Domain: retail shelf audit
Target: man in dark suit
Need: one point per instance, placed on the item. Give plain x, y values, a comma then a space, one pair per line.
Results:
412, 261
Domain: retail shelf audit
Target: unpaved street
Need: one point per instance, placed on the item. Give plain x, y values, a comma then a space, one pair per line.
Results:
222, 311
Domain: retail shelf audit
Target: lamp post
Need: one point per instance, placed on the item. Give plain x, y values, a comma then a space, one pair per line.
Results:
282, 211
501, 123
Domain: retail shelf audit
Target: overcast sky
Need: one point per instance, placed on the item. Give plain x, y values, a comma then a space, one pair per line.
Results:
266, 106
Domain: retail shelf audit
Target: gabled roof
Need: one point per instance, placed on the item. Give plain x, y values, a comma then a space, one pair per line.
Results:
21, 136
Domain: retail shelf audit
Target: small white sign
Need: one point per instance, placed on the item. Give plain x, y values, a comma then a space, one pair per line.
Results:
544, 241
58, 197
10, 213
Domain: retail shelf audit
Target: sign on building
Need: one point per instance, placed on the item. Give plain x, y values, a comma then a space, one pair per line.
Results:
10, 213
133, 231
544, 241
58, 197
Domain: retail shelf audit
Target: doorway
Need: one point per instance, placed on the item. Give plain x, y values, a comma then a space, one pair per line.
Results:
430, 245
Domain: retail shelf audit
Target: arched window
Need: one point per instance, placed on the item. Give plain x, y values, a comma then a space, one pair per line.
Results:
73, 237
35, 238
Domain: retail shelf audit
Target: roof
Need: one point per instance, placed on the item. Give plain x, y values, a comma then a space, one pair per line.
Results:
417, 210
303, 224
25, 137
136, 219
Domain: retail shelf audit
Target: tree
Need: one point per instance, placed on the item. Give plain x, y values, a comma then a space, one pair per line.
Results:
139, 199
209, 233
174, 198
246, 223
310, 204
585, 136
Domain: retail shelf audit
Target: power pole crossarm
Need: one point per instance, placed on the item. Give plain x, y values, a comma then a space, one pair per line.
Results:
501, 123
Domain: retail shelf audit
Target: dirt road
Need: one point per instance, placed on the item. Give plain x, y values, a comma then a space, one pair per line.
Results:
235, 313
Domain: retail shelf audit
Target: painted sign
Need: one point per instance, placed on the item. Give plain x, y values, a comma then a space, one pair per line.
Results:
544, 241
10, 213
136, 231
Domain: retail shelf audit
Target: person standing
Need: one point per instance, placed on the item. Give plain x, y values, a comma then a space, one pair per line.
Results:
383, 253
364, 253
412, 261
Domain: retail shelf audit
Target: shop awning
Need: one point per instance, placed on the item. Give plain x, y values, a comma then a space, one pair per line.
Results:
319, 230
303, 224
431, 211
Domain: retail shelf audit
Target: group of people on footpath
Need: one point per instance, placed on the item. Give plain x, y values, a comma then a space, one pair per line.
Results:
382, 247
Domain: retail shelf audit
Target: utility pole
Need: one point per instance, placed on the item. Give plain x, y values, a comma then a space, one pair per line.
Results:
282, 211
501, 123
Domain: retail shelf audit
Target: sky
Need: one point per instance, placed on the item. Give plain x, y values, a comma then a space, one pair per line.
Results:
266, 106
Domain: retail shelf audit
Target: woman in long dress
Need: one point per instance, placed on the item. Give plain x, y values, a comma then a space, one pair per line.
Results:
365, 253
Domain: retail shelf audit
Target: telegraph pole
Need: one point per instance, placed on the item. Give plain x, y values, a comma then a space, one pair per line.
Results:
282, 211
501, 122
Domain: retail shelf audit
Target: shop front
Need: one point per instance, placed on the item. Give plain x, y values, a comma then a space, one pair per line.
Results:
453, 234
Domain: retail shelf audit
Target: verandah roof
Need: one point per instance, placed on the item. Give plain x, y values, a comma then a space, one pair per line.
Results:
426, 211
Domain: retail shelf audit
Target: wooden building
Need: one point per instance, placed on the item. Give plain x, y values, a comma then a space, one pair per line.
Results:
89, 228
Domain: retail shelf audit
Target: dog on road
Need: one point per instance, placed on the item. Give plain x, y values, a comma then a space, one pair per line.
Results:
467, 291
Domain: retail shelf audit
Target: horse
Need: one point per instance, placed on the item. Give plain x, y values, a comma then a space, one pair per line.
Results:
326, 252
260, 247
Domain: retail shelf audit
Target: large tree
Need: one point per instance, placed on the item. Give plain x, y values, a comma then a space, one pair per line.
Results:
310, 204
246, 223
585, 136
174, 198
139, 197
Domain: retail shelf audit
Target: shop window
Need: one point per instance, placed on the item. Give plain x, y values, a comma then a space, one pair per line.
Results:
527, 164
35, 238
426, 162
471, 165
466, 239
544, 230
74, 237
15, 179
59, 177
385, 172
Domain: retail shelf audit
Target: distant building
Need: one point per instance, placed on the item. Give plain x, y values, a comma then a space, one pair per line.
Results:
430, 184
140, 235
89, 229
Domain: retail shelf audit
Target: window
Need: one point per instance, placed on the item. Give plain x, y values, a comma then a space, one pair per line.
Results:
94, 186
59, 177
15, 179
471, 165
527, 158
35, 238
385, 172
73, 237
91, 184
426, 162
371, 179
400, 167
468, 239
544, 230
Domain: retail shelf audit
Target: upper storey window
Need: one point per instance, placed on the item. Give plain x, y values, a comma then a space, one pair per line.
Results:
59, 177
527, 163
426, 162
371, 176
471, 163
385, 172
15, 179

◆ ◆ ◆ ◆ ◆ ◆ ◆

> Aim:
Extract every line from the records above that contains the word "roof".

> Exercise response:
Target: gabled roof
Target: roof
Target: verandah roof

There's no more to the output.